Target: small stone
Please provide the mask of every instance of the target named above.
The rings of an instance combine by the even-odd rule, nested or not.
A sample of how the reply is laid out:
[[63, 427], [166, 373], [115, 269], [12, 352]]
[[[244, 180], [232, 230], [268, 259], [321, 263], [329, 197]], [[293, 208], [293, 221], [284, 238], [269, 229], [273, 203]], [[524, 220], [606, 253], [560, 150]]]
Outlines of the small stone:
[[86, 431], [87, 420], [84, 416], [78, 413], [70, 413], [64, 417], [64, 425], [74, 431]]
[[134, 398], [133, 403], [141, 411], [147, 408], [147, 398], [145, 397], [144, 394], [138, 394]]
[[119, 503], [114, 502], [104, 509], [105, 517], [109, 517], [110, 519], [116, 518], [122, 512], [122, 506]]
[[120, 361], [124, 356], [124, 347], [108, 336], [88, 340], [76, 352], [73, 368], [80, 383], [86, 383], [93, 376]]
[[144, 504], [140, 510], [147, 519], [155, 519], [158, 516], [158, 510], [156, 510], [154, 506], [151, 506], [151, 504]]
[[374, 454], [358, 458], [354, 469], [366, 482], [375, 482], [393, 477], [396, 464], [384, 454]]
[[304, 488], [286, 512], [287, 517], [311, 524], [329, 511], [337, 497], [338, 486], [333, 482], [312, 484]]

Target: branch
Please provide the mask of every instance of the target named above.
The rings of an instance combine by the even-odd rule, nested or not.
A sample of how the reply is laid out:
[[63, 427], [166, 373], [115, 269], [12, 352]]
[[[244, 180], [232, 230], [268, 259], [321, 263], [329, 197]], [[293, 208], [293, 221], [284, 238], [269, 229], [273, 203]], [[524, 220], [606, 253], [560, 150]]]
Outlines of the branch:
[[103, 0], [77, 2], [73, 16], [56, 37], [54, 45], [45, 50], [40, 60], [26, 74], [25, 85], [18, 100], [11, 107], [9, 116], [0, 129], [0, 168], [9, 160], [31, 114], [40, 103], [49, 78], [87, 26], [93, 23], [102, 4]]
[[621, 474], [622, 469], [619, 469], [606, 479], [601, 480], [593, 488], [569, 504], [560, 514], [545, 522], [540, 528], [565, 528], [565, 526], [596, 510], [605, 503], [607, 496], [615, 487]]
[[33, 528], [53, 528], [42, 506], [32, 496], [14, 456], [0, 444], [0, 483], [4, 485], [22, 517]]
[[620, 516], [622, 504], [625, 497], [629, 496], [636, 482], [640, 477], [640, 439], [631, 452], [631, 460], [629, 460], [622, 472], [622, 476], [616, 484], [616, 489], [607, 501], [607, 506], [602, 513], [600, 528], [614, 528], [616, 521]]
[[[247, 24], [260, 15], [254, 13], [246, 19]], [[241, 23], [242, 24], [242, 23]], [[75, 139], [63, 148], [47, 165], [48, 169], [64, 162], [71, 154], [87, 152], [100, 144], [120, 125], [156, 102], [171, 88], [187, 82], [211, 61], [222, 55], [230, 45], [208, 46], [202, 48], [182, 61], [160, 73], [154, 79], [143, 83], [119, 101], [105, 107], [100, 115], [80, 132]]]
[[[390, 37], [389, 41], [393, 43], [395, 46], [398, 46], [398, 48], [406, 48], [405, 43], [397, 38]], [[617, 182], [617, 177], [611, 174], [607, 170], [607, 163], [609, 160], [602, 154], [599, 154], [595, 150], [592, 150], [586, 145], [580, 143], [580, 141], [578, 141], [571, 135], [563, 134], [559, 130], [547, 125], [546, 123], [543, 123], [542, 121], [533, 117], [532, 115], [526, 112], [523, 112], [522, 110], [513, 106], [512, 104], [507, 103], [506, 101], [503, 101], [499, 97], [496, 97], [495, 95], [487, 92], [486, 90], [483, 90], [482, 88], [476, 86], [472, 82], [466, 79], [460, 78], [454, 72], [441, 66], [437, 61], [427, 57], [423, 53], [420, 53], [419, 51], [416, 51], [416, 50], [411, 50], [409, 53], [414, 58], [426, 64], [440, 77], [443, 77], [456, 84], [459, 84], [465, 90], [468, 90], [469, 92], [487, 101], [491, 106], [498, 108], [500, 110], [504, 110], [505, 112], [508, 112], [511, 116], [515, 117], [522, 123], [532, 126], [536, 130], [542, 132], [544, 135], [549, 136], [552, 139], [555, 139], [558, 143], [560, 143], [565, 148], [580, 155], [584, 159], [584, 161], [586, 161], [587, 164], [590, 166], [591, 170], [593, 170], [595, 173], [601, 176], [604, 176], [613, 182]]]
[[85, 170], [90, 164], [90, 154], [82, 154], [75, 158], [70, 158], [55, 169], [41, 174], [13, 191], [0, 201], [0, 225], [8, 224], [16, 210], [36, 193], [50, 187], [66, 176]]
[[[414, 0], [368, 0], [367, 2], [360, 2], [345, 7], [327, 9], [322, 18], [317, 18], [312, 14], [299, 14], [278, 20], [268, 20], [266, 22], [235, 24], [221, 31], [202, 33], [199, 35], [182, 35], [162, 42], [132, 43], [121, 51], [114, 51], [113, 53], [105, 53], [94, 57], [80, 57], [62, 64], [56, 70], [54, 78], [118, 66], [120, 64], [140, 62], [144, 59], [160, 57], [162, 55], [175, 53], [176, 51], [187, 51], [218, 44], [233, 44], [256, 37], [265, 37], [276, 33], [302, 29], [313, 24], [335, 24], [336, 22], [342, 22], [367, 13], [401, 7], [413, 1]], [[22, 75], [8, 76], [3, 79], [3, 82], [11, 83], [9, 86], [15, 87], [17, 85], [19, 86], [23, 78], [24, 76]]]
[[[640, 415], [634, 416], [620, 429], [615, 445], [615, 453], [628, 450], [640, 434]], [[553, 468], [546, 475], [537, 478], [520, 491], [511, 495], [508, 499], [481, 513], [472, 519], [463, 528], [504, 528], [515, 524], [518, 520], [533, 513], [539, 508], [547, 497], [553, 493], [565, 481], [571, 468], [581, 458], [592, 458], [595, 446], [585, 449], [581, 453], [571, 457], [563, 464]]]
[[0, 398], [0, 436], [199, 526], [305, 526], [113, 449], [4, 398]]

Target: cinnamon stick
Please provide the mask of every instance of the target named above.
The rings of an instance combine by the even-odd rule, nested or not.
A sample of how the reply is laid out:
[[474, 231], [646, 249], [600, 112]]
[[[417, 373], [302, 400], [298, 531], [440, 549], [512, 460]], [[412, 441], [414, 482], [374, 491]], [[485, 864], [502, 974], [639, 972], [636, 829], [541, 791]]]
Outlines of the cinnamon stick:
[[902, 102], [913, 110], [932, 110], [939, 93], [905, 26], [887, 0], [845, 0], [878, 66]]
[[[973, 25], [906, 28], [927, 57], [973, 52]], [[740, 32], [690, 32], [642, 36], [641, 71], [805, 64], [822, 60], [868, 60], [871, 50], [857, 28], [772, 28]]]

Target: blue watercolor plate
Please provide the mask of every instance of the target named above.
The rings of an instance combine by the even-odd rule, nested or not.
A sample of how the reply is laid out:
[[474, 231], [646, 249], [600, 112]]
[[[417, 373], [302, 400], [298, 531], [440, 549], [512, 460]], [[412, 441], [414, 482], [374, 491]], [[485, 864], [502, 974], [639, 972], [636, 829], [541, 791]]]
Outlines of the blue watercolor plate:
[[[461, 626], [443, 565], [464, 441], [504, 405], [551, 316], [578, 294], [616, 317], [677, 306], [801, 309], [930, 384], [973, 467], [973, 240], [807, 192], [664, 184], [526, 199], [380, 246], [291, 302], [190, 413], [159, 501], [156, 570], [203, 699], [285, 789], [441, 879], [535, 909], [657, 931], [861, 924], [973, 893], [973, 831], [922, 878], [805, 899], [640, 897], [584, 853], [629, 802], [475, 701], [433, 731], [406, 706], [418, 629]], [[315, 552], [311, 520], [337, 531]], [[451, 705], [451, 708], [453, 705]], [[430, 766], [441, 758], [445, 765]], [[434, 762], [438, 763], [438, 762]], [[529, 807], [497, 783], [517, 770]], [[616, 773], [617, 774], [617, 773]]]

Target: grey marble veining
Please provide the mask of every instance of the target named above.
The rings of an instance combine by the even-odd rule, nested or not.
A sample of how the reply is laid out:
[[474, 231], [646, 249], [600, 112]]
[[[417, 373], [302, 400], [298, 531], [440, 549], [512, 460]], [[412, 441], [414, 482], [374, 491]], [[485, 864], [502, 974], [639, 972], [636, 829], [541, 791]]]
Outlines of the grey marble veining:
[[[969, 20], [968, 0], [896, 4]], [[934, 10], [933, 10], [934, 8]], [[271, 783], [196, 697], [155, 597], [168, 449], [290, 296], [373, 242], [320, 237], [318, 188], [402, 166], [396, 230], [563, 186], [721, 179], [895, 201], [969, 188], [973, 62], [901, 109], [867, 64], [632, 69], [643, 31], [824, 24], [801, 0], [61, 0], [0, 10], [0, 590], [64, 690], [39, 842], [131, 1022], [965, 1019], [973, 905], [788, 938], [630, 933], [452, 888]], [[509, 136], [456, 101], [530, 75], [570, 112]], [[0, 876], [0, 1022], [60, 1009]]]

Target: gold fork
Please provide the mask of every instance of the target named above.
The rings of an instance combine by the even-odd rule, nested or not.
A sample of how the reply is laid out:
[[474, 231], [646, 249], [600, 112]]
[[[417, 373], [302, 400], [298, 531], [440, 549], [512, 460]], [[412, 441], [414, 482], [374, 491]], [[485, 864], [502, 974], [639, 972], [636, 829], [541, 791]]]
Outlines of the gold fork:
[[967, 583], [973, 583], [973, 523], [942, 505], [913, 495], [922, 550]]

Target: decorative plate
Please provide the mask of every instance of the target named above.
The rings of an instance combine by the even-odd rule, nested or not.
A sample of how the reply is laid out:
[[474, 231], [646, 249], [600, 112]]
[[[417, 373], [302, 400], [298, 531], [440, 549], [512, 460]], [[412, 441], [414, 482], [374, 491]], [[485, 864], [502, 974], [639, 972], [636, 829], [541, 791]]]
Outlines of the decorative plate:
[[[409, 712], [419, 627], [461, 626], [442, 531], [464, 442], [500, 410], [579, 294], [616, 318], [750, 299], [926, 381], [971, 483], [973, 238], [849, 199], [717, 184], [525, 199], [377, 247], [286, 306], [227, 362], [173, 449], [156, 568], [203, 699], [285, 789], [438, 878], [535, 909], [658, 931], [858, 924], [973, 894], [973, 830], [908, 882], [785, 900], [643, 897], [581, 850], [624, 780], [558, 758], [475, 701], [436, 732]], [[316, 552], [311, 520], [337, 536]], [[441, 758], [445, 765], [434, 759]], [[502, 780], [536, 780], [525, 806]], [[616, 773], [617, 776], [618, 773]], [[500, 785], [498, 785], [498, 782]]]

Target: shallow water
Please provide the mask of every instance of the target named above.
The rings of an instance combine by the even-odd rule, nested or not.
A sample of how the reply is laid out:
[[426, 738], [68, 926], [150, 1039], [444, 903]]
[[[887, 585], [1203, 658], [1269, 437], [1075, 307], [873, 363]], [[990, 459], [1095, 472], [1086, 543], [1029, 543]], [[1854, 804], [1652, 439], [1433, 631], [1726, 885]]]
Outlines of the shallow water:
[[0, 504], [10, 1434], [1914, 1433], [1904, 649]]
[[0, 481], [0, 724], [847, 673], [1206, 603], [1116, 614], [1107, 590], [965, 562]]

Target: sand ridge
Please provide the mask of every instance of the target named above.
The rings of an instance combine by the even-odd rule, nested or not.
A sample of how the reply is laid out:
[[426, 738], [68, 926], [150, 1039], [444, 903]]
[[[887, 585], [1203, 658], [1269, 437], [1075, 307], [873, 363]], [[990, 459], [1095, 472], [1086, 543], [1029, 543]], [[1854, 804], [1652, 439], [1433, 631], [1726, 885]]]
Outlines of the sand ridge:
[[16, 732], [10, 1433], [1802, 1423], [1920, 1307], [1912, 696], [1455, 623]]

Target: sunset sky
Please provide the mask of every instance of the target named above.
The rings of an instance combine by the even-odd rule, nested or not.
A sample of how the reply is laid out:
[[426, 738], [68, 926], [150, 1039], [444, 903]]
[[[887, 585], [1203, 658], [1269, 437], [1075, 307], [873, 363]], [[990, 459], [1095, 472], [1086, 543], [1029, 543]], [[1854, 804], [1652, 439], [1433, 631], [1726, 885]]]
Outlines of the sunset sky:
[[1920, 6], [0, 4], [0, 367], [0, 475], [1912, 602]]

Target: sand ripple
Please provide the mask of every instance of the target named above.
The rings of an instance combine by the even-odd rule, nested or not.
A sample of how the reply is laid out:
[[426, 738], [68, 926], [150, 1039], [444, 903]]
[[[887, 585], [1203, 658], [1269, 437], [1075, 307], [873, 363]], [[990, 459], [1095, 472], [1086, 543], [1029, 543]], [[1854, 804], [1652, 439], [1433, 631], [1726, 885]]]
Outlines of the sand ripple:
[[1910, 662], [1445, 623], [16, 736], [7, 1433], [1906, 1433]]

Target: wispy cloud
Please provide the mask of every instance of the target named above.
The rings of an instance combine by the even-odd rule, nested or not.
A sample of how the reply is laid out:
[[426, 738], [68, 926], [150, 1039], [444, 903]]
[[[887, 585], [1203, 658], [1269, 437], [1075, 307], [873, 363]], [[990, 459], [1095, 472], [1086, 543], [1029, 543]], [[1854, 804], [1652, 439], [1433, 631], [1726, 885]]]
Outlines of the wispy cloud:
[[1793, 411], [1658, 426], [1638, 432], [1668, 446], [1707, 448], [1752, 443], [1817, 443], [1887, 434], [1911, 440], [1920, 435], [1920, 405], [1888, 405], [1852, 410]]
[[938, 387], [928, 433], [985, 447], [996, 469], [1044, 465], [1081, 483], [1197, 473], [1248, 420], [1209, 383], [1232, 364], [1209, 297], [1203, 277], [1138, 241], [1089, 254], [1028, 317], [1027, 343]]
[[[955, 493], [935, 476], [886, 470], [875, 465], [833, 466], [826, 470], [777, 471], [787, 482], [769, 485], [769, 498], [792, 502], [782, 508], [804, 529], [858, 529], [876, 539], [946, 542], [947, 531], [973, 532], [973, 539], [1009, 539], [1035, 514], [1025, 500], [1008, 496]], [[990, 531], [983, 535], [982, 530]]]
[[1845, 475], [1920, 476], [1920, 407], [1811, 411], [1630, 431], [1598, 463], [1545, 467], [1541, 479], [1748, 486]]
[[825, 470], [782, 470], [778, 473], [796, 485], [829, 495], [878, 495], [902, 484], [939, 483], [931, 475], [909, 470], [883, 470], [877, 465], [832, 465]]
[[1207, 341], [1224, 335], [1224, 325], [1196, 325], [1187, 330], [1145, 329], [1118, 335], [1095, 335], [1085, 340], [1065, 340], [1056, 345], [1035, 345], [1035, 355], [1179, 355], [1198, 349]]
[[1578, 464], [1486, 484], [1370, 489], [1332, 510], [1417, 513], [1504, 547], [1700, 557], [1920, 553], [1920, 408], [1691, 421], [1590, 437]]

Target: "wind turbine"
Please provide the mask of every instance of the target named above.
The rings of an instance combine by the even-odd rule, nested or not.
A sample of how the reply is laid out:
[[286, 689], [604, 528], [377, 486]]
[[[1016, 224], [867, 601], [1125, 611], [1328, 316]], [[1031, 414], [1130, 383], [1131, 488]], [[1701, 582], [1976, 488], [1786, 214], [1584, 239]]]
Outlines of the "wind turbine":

------------

* [Work order]: Look for the string "turbine" in the entries above. Copy every line that has it.

* [Written answer]:
Target: "wind turbine"
Outlines of the "wind turbine":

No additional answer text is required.